**WHAT NEEDS TO BE DONE**
Revise the rows from the one containing "For each instance of the metal lattice" down to the one containing "(1011, 585)" by writing them out again with "eyeglasses" changed to "spectacles" and everything else left the same.

Point-based annotation data
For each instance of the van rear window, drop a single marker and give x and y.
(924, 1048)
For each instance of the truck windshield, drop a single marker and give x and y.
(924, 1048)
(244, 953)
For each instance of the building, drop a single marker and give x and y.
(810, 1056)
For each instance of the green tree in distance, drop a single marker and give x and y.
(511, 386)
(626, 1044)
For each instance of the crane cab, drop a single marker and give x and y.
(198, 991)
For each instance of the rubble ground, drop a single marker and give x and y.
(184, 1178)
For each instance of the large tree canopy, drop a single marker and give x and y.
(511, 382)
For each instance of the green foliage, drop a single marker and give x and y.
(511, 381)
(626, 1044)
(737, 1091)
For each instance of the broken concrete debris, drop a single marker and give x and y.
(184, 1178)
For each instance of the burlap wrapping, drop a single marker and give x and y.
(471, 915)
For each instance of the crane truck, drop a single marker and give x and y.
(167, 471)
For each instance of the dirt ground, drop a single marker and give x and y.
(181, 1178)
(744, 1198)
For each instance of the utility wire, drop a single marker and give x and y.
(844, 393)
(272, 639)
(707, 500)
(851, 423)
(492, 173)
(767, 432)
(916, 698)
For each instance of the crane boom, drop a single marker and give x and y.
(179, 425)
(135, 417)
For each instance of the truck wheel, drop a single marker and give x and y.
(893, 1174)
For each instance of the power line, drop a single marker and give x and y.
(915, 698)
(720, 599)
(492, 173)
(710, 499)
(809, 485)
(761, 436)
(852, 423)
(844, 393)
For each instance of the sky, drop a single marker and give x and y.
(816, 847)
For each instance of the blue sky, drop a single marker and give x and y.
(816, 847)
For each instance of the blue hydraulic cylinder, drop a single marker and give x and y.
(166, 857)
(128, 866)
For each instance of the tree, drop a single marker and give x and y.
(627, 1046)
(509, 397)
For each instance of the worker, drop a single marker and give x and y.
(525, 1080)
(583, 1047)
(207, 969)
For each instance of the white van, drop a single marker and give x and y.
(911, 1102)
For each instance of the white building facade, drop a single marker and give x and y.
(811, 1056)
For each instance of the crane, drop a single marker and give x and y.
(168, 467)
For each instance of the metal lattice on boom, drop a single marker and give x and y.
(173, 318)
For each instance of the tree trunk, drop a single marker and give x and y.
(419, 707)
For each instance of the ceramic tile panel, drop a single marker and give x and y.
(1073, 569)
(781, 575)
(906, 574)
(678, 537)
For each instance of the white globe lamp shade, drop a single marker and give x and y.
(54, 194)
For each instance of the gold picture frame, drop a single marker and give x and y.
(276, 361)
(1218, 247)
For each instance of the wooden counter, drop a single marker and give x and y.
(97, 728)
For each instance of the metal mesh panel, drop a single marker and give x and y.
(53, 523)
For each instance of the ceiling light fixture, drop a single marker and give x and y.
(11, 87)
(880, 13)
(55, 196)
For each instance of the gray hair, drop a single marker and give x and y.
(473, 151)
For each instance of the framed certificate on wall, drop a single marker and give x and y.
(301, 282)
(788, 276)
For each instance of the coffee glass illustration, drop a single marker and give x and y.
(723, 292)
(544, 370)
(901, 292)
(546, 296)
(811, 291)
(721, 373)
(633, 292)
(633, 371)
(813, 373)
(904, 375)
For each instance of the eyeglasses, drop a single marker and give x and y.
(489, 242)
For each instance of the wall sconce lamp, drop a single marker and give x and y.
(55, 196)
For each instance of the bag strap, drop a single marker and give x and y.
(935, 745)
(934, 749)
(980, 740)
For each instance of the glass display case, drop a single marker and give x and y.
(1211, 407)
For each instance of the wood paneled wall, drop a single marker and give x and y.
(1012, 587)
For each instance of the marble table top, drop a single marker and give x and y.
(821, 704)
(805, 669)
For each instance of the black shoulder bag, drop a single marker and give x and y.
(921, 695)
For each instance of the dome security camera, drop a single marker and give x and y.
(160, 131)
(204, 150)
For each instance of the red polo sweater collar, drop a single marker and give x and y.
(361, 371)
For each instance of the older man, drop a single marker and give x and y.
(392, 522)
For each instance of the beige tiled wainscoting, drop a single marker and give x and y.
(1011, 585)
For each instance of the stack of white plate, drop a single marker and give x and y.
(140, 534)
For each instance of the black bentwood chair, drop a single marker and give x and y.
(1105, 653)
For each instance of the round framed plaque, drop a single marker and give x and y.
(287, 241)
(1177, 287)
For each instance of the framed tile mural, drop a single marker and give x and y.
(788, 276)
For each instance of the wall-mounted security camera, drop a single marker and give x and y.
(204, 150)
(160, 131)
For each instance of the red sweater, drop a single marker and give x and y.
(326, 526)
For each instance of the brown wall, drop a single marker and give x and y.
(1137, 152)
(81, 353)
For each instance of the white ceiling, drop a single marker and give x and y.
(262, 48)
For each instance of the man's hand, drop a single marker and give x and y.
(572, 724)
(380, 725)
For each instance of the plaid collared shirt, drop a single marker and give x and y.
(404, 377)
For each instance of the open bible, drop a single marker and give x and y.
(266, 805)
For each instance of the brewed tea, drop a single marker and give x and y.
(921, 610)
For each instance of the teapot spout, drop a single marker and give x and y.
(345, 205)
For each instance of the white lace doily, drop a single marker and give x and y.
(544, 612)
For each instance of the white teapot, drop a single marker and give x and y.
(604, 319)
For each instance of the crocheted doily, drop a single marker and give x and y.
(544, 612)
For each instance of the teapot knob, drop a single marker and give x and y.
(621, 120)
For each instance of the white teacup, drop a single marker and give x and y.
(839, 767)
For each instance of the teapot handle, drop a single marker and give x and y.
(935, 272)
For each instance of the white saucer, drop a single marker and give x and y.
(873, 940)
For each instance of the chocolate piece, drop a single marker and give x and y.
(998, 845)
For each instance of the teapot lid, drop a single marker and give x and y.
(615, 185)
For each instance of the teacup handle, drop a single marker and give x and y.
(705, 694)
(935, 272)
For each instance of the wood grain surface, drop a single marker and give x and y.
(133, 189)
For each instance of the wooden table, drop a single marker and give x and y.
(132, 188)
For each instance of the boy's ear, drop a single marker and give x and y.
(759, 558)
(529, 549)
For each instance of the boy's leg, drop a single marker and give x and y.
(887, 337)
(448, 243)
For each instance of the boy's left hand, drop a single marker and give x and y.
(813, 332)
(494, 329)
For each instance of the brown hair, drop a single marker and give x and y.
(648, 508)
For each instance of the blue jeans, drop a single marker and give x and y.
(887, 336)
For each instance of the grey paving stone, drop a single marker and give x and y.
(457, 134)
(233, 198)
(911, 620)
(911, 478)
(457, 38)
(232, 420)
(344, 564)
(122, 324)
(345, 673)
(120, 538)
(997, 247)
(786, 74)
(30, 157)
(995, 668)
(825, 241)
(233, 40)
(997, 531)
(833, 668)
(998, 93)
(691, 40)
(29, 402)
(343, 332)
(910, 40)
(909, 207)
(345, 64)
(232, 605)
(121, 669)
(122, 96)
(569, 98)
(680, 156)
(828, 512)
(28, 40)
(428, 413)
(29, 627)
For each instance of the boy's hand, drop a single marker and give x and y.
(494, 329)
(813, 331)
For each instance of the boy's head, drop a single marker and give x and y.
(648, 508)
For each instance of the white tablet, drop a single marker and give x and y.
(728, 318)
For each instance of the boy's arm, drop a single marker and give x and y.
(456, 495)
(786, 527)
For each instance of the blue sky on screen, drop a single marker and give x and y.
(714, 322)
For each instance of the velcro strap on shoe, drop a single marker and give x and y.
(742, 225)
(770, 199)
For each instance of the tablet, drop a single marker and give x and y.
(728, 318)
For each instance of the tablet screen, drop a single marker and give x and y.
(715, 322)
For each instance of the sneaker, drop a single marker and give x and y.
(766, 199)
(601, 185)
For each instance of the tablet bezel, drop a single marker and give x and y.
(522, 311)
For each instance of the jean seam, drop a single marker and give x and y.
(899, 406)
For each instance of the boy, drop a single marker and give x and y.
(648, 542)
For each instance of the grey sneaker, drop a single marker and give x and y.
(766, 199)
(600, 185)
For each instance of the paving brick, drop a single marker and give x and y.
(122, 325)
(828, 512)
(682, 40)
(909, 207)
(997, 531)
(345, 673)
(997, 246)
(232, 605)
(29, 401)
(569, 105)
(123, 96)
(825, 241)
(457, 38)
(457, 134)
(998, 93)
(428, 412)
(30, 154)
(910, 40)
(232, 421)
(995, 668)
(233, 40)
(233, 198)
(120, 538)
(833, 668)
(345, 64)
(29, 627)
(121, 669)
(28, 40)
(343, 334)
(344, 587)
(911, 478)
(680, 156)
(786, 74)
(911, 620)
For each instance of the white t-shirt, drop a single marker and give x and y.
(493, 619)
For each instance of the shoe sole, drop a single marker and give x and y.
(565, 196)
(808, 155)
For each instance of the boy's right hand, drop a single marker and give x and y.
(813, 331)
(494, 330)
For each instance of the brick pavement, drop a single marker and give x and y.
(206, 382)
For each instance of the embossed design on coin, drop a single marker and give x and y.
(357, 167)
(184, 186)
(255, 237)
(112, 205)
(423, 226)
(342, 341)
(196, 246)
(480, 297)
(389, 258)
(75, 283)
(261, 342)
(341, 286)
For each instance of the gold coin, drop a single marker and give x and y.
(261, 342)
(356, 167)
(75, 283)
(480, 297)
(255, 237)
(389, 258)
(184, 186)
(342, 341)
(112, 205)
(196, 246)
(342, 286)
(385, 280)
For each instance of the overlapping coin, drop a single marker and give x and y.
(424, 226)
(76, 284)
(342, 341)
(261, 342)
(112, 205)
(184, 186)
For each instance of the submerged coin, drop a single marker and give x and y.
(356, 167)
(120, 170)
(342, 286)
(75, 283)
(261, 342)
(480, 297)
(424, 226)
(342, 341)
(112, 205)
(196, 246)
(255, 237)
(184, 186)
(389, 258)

**THE RESPONSE**
For each instance of the metal lattice on boom, drop a single marker and give x and y.
(173, 318)
For each instance of the tree trunk, drop a single marker and give x and y.
(419, 707)
For each instance of the ceramic tile panel, drop a single marker and give x and y.
(1073, 569)
(781, 575)
(906, 574)
(678, 537)
For each instance of the white globe lamp shade, drop a single marker and give x and y.
(54, 194)
For each instance of the gold picture frame, drop a single marker and give x and y.
(276, 361)
(1218, 247)
For each instance of the wooden counter, drop a single marker and give x and y.
(97, 728)
For each instance of the metal mesh panel, drop a single marker and give x and y.
(53, 523)
For each instance of the ceiling light fixture, drop a single marker and give x and y.
(11, 87)
(880, 13)
(55, 196)
For each instance of the gray hair, drop a single marker and give x and y.
(473, 151)
For each instance of the framed certificate on wall, drop a single marker and give x and y.
(301, 282)
(788, 276)
For each instance of the coffee glass illustration, drop a single marker and give x and y.
(723, 292)
(544, 370)
(901, 292)
(546, 296)
(811, 291)
(721, 373)
(633, 292)
(633, 371)
(813, 373)
(904, 375)
For each instance of the spectacles, drop a single marker and give x and y.
(489, 242)
For each instance of the wall sconce lamp, drop a single marker and give x and y.
(55, 196)
For each instance of the bag strap, drop a single marker and give x and y.
(935, 745)
(934, 749)
(980, 740)
For each instance of the glass display case, drop a single marker and give x and y.
(1211, 407)
For each instance of the wood paneled wall, drop a single marker and give x and y.
(1012, 587)
For each instance of the marble table top, drop a single marker and give x and y.
(821, 704)
(805, 669)
For each instance of the black shoulder bag, drop a single marker and give x and y.
(921, 695)
For each instance of the dome security camera, drop a single marker and give x and y.
(160, 131)
(204, 150)
For each instance of the red polo sweater collar, drop a single marker and give x and y.
(361, 371)
For each instance of the older man, drop a single marker and give x and y.
(392, 522)
For each instance of the beige tiled wainscoting, drop a single marker and give x and y.
(1011, 585)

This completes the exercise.